Covariates from Wirbel et al. meta-analysis of fecal metagenomes.
Description
A data frame with covariates.
Usage
wirbel_sample
Format
A data frame object with sample data, 566 observations of 14 covariates.
- Sample_ID
id of specific sample
- External_ID
id of specific sample from original study
- Age
age of subject from which sample was taken
- Gender
gender of subject from which sample was taken
- BMI
BMI of subject from which sample was taken
- Country
country of study
- Study
study that sample is from
- Group
CRC for colorectal cancer or CTR for control
- Library_Size
library size of sample
- Age_spline.1
value of first coordinate of age spline
- Age_spline.2
value of second coordinate of age spline
- BMI_spline.1
value of first coordinate of BMI spline
- BMI_spline.2
value of second coordinate of age spline
- Sampling
whether sampling happened before or after colonoscopy
References
Wirbel, J et al. (2019). Meta-analysis of fecal metagenomes reveals global microbial signatures that are specific for colorectal cancer. Nature Medicine, 25, 679–689. <doi: 10.1038/s41591-019-0406-6>.

**Study material:**

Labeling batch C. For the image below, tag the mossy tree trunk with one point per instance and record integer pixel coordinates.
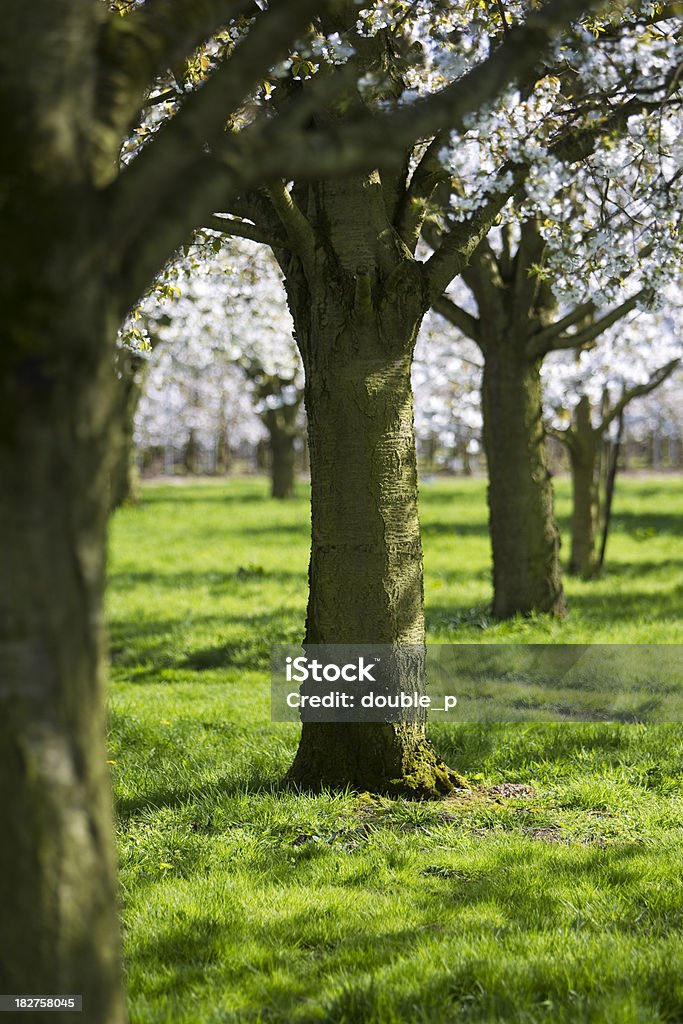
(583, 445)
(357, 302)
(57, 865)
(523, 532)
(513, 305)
--
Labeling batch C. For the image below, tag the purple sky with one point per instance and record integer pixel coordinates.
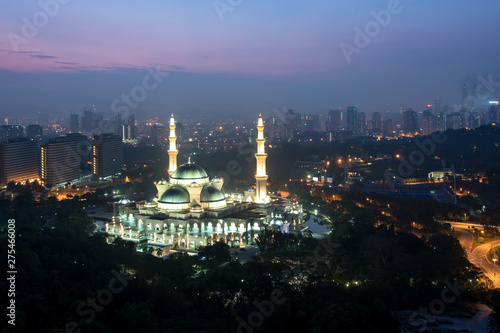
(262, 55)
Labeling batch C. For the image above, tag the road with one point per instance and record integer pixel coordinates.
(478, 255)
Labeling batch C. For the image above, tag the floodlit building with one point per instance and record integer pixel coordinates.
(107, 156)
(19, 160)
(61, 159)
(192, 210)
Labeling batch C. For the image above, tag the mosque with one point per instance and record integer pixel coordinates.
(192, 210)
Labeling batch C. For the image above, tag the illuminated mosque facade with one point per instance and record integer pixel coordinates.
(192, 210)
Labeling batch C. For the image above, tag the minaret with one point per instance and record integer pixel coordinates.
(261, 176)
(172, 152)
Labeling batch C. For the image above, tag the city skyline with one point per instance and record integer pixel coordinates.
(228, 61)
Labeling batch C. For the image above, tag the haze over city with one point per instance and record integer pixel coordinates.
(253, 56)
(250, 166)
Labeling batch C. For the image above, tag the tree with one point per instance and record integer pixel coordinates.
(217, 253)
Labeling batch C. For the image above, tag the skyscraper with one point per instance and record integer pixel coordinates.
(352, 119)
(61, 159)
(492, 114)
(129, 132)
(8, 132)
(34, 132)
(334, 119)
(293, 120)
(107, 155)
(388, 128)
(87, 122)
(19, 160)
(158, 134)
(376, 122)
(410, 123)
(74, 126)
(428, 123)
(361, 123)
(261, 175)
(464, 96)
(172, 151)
---
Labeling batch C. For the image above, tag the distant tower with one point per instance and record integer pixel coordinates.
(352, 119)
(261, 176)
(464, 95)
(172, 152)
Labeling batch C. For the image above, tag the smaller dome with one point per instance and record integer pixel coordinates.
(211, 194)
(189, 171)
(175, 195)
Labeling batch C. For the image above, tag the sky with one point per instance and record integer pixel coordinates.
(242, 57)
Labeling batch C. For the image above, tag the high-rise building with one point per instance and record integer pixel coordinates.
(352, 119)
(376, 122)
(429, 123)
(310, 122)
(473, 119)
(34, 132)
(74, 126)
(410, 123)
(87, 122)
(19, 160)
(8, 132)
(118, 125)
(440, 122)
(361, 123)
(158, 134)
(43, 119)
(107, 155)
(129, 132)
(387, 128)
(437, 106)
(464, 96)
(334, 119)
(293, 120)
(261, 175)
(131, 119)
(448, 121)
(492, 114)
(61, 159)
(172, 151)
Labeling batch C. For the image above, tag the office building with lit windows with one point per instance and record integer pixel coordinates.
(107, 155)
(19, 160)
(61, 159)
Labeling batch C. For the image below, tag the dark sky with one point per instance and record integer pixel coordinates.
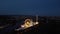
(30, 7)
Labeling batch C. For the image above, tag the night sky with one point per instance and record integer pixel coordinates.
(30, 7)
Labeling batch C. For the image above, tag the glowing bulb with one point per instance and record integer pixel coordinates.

**Goal of the exercise:**
Please reproduce the full description of the Wirbel et al. covariate data frame, word for word, from its title line through the reference.

**Response below:**
Covariates from Wirbel et al. meta-analysis of fecal metagenomes.
Description
A data frame with covariates.
Usage
wirbel_sample
Format
A data frame object with sample data, 566 observations of 14 covariates.
- Sample_ID
id of specific sample
- External_ID
id of specific sample from original study
- Age
age of subject from which sample was taken
- Gender
gender of subject from which sample was taken
- BMI
BMI of subject from which sample was taken
- Country
country of study
- Study
study that sample is from
- Group
CRC for colorectal cancer or CTR for control
- Library_Size
library size of sample
- Age_spline.1
value of first coordinate of age spline
- Age_spline.2
value of second coordinate of age spline
- BMI_spline.1
value of first coordinate of BMI spline
- BMI_spline.2
value of second coordinate of age spline
- Sampling
whether sampling happened before or after colonoscopy
References
Wirbel, J et al. (2019). Meta-analysis of fecal metagenomes reveals global microbial signatures that are specific for colorectal cancer. Nature Medicine, 25, 679–689. <doi: 10.1038/s41591-019-0406-6>.